Your objective ▸
Substitute "glass glare" for "window reflection" in the records from the start through the line containing "pixel 419 173", and give those lines again with everything else unchanged.
··· Data provided
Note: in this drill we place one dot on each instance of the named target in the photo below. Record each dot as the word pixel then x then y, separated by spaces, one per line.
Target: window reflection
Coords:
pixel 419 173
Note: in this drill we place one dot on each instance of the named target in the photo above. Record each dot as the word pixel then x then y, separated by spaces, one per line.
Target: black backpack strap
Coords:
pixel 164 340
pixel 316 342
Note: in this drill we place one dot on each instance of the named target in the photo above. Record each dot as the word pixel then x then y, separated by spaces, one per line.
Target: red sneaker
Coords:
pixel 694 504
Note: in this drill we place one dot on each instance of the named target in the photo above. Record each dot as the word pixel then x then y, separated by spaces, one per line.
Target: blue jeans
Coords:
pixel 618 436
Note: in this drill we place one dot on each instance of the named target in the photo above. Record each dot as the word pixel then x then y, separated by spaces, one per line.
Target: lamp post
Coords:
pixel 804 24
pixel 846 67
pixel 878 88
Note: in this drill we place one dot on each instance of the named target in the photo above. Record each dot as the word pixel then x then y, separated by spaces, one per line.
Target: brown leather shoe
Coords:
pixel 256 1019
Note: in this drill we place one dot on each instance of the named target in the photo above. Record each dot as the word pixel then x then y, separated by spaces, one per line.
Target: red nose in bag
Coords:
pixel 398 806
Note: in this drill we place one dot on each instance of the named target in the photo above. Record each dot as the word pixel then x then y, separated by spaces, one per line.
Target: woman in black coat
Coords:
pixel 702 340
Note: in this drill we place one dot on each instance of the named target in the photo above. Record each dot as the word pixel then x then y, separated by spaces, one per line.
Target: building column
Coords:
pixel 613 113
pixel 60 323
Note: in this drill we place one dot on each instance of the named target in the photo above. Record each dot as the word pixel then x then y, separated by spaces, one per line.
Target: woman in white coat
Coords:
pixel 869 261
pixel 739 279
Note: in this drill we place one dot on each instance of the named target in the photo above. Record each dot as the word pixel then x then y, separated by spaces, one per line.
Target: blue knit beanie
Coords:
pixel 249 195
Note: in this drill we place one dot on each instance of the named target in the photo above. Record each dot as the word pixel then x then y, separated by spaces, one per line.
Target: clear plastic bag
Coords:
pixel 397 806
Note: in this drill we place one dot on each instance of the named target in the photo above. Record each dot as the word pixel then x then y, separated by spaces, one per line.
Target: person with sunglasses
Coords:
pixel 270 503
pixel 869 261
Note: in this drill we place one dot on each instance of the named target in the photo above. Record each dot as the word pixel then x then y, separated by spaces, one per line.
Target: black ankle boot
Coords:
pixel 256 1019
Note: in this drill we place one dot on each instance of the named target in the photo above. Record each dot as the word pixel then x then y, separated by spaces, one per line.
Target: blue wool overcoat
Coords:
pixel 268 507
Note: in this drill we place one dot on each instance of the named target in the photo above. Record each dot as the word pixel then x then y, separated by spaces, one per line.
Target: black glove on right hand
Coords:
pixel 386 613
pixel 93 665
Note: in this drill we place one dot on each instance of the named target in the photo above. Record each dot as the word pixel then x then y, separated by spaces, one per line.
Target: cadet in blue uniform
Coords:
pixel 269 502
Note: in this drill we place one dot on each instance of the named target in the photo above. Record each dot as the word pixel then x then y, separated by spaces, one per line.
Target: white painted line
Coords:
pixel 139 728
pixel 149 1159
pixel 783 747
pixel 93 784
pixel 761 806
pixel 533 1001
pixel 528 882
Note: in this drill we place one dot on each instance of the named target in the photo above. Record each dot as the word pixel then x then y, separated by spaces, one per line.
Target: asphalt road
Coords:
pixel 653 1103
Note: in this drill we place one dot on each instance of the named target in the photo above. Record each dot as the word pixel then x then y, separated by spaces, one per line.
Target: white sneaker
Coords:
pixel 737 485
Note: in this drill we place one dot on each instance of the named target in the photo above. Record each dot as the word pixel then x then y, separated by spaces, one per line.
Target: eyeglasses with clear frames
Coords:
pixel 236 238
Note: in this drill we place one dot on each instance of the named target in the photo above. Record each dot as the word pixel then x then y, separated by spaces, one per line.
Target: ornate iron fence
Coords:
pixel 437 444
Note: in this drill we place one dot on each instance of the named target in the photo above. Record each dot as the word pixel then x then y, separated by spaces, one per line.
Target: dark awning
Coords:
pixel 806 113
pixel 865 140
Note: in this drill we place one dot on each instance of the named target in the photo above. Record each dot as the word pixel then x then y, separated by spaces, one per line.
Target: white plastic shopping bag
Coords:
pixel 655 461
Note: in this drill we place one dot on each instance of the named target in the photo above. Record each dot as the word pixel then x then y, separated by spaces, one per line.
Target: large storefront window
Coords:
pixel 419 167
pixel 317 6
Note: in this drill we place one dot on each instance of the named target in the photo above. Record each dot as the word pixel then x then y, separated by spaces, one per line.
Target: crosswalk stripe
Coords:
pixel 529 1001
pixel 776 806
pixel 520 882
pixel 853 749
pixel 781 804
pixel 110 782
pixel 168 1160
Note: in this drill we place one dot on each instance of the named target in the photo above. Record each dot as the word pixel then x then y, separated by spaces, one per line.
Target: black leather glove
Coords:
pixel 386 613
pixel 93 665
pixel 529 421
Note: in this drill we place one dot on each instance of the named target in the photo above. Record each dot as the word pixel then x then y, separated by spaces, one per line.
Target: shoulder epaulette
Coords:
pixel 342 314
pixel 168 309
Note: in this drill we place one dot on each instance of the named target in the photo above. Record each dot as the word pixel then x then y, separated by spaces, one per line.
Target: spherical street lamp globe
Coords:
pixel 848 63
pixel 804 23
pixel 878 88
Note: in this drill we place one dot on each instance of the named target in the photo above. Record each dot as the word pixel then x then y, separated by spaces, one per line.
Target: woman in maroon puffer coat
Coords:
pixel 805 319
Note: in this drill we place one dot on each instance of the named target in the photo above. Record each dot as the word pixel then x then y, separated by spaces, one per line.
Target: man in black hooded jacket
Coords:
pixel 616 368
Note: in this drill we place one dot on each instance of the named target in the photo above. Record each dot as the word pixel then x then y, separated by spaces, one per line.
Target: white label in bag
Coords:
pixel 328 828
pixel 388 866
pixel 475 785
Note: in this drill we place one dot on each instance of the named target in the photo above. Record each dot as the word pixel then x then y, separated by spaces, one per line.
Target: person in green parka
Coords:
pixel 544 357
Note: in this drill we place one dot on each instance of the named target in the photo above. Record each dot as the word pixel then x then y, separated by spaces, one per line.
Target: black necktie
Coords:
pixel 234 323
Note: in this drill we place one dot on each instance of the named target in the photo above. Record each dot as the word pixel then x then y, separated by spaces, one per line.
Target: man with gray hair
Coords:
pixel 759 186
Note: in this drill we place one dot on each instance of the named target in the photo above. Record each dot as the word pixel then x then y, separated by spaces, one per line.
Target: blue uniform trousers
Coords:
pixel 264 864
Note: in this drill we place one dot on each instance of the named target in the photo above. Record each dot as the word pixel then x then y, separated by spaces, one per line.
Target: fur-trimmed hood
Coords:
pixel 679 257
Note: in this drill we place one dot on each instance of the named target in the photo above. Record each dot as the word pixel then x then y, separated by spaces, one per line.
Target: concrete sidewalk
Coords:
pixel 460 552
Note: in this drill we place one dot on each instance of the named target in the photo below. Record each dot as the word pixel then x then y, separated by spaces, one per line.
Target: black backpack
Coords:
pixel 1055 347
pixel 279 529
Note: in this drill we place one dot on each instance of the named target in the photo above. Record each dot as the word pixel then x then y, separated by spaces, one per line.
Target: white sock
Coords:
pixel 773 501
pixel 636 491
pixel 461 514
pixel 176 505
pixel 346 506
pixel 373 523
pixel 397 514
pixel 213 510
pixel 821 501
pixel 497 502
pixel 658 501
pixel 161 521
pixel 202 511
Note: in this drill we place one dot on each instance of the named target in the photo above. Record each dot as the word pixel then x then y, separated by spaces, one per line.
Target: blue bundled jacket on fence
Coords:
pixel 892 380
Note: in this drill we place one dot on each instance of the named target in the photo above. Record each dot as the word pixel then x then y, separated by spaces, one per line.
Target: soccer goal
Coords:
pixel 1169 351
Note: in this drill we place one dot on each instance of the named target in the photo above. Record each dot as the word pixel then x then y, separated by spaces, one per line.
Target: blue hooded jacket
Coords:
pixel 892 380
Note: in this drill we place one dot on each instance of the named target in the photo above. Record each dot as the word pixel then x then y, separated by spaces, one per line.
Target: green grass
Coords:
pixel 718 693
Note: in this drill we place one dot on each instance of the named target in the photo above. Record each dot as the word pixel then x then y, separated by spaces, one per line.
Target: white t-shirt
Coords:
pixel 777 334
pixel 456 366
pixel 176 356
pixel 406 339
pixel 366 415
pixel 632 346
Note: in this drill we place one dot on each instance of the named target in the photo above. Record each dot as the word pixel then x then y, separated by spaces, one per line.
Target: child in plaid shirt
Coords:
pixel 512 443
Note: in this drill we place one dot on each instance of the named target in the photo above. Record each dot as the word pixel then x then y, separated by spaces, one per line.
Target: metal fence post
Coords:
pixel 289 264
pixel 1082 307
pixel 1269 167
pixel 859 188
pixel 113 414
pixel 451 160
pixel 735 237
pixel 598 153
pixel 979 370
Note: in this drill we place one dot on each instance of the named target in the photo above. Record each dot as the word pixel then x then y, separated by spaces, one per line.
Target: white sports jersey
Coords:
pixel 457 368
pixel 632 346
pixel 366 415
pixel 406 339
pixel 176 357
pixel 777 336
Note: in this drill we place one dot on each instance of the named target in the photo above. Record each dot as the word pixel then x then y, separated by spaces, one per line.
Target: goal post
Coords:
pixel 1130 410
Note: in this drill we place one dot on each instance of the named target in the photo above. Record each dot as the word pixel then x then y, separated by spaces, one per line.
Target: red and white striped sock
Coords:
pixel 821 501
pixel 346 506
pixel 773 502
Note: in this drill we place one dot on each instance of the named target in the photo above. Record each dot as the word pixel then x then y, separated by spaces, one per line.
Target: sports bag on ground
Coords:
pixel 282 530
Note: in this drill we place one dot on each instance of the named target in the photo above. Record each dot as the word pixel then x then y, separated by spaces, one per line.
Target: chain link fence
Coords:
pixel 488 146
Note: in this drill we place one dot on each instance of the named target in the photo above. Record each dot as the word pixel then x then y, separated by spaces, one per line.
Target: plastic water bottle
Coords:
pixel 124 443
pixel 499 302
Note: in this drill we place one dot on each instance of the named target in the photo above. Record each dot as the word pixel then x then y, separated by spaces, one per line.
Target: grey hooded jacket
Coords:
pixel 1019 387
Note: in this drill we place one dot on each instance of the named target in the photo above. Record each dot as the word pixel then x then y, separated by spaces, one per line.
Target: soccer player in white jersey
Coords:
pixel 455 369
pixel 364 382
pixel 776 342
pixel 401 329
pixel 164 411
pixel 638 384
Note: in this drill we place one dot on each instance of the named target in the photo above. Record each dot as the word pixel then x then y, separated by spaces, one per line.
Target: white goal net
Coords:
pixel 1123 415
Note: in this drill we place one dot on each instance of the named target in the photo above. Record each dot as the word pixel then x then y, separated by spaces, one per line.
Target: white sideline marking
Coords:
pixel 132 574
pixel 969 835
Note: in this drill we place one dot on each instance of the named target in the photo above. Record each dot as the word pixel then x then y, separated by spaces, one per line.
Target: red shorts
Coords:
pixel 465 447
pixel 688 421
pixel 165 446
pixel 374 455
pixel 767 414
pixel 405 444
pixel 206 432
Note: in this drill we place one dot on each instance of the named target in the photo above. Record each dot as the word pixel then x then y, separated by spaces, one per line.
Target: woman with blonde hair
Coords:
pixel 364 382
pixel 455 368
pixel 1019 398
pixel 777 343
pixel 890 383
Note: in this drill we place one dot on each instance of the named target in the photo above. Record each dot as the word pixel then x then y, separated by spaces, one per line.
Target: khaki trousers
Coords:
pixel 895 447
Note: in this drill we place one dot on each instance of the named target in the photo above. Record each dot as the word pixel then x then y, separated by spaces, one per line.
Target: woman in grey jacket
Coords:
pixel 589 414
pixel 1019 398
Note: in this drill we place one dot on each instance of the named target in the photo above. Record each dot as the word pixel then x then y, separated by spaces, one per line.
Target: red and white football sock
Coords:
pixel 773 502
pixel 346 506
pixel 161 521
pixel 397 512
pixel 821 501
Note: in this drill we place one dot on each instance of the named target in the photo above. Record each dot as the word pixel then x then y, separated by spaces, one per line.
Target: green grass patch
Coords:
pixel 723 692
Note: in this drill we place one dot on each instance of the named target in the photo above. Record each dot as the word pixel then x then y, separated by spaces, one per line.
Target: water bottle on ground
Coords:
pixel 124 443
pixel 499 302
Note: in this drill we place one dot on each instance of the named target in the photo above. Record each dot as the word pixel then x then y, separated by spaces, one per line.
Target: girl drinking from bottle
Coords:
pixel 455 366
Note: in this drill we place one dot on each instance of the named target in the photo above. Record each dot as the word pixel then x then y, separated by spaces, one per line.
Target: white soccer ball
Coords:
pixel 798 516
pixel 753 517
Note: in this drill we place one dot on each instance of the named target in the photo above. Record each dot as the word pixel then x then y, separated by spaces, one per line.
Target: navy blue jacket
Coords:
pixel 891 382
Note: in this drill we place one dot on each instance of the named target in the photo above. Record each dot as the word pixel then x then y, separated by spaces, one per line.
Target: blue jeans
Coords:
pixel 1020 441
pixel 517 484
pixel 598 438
······
Solution below ▸
Note: in this drill we place one dot on each instance of the named target in the photo below. Record each dot as the word pixel then x then y, separated by spaces, one per line.
Target: glass glare
Coords:
pixel 419 173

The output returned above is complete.